**Work to be completed:** Every record below should be printed exactly, except for the pictures.

########################################

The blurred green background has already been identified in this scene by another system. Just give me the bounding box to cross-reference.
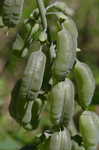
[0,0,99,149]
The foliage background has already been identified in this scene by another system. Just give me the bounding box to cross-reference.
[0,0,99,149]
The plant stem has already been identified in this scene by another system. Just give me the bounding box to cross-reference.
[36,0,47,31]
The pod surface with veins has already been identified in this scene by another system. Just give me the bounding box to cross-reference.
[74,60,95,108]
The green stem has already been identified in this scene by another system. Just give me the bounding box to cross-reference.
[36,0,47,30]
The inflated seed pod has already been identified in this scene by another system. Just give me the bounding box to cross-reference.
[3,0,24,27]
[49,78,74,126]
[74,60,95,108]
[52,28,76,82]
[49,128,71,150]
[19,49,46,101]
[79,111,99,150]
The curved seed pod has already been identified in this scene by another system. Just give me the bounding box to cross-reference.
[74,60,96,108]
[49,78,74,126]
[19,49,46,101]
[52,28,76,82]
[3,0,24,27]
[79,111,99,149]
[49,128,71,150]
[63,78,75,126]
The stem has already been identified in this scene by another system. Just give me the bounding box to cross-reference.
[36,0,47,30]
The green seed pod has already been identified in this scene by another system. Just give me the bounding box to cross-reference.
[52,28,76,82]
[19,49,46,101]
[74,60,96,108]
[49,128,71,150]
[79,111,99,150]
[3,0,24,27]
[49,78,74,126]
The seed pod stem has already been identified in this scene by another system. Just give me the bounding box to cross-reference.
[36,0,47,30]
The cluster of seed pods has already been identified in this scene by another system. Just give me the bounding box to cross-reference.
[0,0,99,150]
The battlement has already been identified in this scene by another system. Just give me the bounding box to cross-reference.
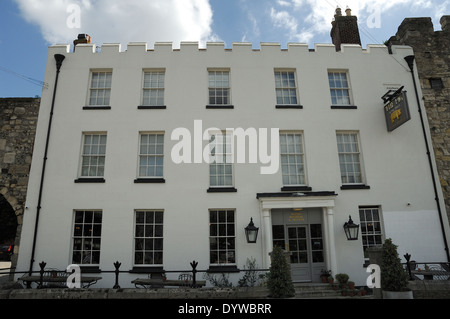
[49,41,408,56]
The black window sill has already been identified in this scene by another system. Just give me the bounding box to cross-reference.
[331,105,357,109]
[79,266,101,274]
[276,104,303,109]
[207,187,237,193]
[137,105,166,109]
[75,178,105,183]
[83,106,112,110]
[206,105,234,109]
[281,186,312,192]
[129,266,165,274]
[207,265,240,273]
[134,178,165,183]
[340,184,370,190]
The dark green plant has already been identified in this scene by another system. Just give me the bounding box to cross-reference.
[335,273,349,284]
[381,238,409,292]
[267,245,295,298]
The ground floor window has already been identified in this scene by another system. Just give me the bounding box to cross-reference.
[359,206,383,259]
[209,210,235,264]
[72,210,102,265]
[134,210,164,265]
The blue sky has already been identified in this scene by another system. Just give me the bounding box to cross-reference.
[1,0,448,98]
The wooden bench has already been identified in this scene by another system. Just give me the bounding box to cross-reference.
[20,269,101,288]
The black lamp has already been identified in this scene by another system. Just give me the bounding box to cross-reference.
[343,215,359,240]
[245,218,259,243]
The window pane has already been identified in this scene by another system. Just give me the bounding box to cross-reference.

########################################

**Answer to this task:**
The blurred green background has already been identified in this scene by another system. Just give me the bounding box to cross-reference.
[0,0,99,149]
The foliage background has already been identified in this scene by another system. Just give me the bounding box to cross-reference.
[0,0,99,149]
The plant stem has already been identified in this scene by another system. Just give me the bounding box to cross-reference.
[36,0,47,31]
The pod surface with veins has already been identified in this scene by another system. Just give me the bounding box to cross-reference.
[74,60,95,108]
The green stem has already been identified in this scene by another system. Just give me the bounding box to cross-reference.
[36,0,47,30]
The inflated seed pod has already been identified in this scene by another system. Just give me the bounding box to cross-reference.
[3,0,24,27]
[49,78,74,126]
[74,60,95,108]
[52,28,76,82]
[49,128,71,150]
[19,49,46,101]
[79,111,99,150]
The curved seed pod has already been identified in this scene by another system. Just give me the bounding box to cross-reference.
[74,60,96,108]
[49,78,74,126]
[19,49,46,101]
[52,28,76,82]
[3,0,24,27]
[79,111,99,149]
[49,128,71,150]
[63,78,75,126]
The stem has already been identified in this scene by another system. Just give me the bounding box to cross-reference.
[36,0,47,30]
The green seed pod has already been identified in this scene by another system. Just give me the bounding box to cross-reference.
[52,28,76,82]
[19,49,46,101]
[74,60,96,108]
[49,128,71,150]
[79,111,99,150]
[3,0,24,27]
[49,78,74,126]
The seed pod stem has already been identified in this scene by another system. Just give me the bounding box to cross-reference.
[36,0,47,30]
The cluster of seed pods has already been identified in this scene by another system. Just give me the bounding box to cross-reference.
[0,0,99,150]
The battlement has already been identified in this scene by another system. Just give me the bounding box to cross-reference.
[49,41,408,56]
The black window sill has already been identified in this scene by another system. Just give me the bounding box to cross-reference.
[331,105,357,109]
[79,266,101,274]
[276,104,303,109]
[207,187,237,193]
[137,105,166,109]
[75,178,105,183]
[83,106,112,110]
[206,105,234,109]
[281,186,312,192]
[129,266,165,274]
[207,265,240,273]
[134,178,165,183]
[340,184,370,190]
The dark green plant has already been identified in this scene by another system. Just give me the bounding box to cross-reference.
[335,273,349,284]
[381,238,409,292]
[267,245,295,298]
The ground floor window has already been identified in this scene by another system. Just give me the bounding box to cross-reference.
[359,206,383,259]
[209,210,235,264]
[72,210,102,265]
[134,210,164,265]
The blue sky has already been identified in this scene by another system. Just give me the bounding box to cross-reference.
[1,0,448,98]
The wooden bench has already been identified in this scene by another system. Just give me the bounding box to cross-reference.
[20,269,101,288]
The black lamp has already been identified in this scene by another system. Just give me the bounding box to cross-reference.
[343,215,359,240]
[245,218,259,243]
The window pane has already been identified in this scene by another system. Just give me the bounding box to cross-reference.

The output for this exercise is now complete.